::: SELECTED PASSAGE :::
Despite the US economy showing signs of cooling, the US$ is on a roll and has soared against major currencies from Europe’s 19-member euro to the Chinese Renminbi. 

Kamakshya Trivedi, head of Global Foreign Exchange at Goldmans Sachs attributes the US$ rally to the Federal Reserve (The Fed) hiking interest rates more aggressively than some other central banks, in an attempt to curb inflation.

Kamakshya also reminds investors that the US$, typically regarded as a safe-haven asset, tends to perform well when there are concerns of global recession.

“The dollar, which is seen as a haven during turmoil, has also risen as concerns grow that the shock in energy prices will stall economic growth in many parts of the world,” notes Kamakshya.

Is the US$ now past peak?

However, Kamakshya is witnessing signs that the dollar’s rise is in its “later innings” of a recent rally.

Kamakshya is flagging an end the US dollar’s recent rally after hitting extreme levels against currencies like the Japanese Yen (JPY) or the British pound (GBP), which has traded at its weakest level against the greenback since Margaret Thatcher was the U.K. prime minister.
:::
WHAT IS REQUIRED:
Reproduce word for word the part of the passage on the US dollar's rally that opens with the words containing "Kamakshya also reminds" and closes with "now past peak?".
::: STORED DATA :::
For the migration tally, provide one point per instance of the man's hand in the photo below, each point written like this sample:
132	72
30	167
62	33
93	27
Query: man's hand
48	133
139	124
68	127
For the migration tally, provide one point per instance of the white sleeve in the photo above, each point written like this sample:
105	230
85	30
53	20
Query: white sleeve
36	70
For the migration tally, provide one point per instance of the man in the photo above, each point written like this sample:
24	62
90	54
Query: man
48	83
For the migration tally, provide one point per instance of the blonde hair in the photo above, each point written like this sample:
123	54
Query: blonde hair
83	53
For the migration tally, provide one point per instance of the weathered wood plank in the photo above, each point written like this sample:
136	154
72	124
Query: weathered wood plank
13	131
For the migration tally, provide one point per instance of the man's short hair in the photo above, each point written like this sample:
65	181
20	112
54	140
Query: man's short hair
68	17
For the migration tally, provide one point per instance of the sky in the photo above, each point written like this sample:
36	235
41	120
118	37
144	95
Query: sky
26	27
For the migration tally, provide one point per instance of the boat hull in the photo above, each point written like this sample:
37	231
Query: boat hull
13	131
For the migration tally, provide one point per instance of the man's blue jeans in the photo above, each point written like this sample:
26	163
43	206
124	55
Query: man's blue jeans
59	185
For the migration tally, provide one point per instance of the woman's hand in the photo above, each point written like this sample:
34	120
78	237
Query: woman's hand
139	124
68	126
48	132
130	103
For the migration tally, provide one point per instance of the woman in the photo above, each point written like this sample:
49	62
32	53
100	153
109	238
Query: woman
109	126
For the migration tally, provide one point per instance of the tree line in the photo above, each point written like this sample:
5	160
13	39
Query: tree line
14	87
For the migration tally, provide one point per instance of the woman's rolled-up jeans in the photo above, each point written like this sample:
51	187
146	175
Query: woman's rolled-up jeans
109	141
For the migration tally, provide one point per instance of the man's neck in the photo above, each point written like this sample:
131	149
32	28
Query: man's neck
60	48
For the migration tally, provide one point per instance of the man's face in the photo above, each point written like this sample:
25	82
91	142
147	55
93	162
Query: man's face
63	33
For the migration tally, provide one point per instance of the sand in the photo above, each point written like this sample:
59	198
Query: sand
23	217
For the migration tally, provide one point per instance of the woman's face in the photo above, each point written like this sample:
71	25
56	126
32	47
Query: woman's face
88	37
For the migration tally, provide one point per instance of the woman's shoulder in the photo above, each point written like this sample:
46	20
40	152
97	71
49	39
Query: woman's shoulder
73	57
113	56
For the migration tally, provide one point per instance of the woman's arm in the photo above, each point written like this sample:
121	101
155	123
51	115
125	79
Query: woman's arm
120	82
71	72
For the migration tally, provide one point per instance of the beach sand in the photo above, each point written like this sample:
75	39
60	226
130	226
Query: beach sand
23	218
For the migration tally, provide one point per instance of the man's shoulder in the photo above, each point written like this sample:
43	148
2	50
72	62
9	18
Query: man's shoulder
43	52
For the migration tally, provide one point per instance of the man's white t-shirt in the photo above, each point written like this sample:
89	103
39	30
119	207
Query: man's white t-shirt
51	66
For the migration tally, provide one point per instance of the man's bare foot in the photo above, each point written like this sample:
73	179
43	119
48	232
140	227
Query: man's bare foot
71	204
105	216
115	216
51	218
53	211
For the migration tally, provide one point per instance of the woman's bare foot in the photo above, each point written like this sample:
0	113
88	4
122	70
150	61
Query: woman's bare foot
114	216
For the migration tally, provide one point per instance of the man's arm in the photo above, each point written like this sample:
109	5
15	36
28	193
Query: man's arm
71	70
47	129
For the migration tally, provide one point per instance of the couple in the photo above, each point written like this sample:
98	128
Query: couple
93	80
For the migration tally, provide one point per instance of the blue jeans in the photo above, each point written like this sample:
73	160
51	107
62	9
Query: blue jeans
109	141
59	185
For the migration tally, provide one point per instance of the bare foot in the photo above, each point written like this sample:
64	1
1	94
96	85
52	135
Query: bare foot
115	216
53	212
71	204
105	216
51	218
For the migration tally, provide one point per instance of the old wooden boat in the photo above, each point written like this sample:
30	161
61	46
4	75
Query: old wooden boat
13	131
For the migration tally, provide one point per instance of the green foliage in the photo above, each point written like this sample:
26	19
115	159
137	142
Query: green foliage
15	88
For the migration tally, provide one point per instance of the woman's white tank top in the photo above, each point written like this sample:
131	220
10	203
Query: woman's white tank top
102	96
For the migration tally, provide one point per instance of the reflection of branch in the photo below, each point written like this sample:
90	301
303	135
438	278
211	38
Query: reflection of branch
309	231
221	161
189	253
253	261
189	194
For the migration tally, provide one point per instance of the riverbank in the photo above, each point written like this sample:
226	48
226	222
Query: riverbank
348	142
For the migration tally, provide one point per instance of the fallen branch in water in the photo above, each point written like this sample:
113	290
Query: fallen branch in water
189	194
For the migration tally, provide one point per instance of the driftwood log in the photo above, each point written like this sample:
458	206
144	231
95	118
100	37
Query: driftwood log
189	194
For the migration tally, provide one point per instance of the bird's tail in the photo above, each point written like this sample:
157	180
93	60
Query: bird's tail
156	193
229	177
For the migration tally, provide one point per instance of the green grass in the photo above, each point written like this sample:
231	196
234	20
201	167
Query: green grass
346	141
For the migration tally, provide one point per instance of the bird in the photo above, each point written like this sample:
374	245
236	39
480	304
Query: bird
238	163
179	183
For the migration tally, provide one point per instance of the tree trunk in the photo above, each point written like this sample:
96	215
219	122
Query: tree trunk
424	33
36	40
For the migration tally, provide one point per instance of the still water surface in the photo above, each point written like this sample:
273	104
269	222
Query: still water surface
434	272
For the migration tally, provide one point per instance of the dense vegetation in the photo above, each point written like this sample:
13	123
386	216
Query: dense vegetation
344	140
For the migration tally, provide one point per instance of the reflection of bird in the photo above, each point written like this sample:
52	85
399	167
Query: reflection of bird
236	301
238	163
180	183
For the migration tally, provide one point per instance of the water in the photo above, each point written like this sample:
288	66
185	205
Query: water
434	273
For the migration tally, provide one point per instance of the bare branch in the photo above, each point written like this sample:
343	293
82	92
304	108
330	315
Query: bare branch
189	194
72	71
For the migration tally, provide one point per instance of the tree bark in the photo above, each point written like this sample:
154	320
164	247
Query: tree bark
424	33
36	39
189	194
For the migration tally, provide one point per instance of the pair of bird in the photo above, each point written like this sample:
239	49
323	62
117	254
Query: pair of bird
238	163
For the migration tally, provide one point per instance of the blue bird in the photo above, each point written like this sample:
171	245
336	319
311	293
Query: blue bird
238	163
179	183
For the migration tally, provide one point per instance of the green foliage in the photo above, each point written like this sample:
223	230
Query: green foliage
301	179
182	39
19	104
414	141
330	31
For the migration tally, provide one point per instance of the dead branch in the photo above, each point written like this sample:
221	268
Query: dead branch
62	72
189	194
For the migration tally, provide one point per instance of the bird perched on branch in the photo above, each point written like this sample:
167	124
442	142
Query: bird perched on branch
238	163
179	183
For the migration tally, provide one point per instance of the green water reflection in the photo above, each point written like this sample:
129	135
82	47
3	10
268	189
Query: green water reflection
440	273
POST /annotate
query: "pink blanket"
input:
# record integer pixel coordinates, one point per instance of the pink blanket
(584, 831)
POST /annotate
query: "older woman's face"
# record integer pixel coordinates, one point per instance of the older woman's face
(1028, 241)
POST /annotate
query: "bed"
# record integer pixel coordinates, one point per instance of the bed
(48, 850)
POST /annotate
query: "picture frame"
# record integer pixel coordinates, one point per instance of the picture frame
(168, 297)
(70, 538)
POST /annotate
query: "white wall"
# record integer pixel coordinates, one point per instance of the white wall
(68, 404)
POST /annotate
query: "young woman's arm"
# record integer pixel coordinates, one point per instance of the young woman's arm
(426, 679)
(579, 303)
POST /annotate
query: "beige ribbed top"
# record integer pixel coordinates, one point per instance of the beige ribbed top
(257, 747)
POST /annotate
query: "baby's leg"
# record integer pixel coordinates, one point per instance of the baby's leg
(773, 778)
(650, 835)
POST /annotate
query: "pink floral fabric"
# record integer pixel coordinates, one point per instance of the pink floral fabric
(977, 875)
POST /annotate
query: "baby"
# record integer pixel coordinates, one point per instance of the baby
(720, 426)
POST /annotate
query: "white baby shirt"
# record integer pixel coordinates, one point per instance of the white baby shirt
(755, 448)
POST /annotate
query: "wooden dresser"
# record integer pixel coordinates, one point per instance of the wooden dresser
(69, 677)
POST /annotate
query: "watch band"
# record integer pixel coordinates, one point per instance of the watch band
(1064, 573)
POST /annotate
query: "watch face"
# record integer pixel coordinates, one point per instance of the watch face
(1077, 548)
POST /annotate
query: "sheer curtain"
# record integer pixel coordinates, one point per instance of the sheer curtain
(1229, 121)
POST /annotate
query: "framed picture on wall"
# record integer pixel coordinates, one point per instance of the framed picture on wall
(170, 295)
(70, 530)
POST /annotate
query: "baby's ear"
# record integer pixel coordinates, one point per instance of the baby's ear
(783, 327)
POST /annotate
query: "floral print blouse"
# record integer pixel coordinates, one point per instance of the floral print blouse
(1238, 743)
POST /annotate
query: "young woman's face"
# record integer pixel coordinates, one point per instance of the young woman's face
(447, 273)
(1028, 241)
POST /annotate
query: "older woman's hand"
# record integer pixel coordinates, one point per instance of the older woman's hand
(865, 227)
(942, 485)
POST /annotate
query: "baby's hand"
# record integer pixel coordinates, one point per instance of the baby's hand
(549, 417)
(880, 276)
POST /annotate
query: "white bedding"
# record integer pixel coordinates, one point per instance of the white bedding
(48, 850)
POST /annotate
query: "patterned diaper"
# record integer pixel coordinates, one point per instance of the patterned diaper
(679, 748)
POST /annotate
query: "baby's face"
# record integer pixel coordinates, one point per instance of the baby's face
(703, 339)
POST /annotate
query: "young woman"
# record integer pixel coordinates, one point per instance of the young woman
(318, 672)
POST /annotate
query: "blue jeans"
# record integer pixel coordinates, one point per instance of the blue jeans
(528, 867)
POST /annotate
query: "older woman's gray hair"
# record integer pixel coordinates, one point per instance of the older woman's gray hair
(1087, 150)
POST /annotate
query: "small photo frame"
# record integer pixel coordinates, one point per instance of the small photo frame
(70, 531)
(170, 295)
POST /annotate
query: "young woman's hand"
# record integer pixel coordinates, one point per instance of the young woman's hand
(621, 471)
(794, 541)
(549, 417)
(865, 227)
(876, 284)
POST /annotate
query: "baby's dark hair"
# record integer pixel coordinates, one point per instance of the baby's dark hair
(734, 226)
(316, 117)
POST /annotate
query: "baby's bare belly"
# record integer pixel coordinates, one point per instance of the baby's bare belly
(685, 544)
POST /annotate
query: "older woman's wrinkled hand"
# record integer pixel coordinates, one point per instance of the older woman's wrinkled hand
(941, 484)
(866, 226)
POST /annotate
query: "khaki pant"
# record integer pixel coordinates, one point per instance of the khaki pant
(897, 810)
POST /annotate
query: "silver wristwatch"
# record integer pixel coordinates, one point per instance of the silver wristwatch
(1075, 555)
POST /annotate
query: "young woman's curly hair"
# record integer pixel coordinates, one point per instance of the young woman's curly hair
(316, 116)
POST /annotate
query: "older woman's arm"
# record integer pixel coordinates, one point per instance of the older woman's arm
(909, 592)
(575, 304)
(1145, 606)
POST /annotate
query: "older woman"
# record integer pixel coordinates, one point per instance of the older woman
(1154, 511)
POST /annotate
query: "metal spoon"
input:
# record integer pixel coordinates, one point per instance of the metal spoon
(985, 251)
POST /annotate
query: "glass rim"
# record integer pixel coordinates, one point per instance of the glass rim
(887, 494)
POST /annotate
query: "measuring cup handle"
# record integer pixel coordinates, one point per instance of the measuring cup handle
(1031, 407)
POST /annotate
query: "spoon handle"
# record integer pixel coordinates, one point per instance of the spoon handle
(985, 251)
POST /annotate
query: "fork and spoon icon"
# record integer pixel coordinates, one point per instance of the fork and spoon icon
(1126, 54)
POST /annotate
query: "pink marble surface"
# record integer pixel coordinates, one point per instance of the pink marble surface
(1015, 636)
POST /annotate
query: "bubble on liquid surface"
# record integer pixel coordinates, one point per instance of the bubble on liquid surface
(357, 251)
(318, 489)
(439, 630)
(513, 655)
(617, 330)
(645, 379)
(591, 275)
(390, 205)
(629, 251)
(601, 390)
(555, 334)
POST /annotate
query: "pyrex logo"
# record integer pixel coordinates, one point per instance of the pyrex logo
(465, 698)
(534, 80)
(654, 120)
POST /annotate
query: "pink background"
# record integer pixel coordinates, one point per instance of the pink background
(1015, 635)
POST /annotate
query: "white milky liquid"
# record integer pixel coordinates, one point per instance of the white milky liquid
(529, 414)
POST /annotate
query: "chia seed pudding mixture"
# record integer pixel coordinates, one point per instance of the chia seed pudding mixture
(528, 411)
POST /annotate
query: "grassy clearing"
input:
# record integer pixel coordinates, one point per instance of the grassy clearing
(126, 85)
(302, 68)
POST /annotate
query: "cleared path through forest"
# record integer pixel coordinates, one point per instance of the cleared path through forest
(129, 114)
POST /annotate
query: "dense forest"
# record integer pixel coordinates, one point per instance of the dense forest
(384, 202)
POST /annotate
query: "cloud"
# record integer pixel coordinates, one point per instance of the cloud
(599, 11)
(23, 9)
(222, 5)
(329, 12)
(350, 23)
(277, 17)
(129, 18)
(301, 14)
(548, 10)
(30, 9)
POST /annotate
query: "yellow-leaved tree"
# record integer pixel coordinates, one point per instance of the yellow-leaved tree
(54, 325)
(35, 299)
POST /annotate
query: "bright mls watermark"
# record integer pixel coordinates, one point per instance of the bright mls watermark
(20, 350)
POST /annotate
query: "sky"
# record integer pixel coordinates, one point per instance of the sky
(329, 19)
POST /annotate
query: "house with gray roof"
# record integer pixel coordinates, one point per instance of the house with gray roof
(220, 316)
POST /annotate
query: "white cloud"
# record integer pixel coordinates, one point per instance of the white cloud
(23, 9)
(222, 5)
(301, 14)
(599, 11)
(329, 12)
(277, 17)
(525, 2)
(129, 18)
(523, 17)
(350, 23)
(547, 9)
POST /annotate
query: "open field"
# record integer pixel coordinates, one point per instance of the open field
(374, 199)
:::
WRITTEN SOLUTION:
Kamakshya also reminds investors that the US$, typically regarded as a safe-haven asset, tends to perform well when there are concerns of global recession.

“The dollar, which is seen as a haven during turmoil, has also risen as concerns grow that the shock in energy prices will stall economic growth in many parts of the world,” notes Kamakshya.

Is the US$ now past peak?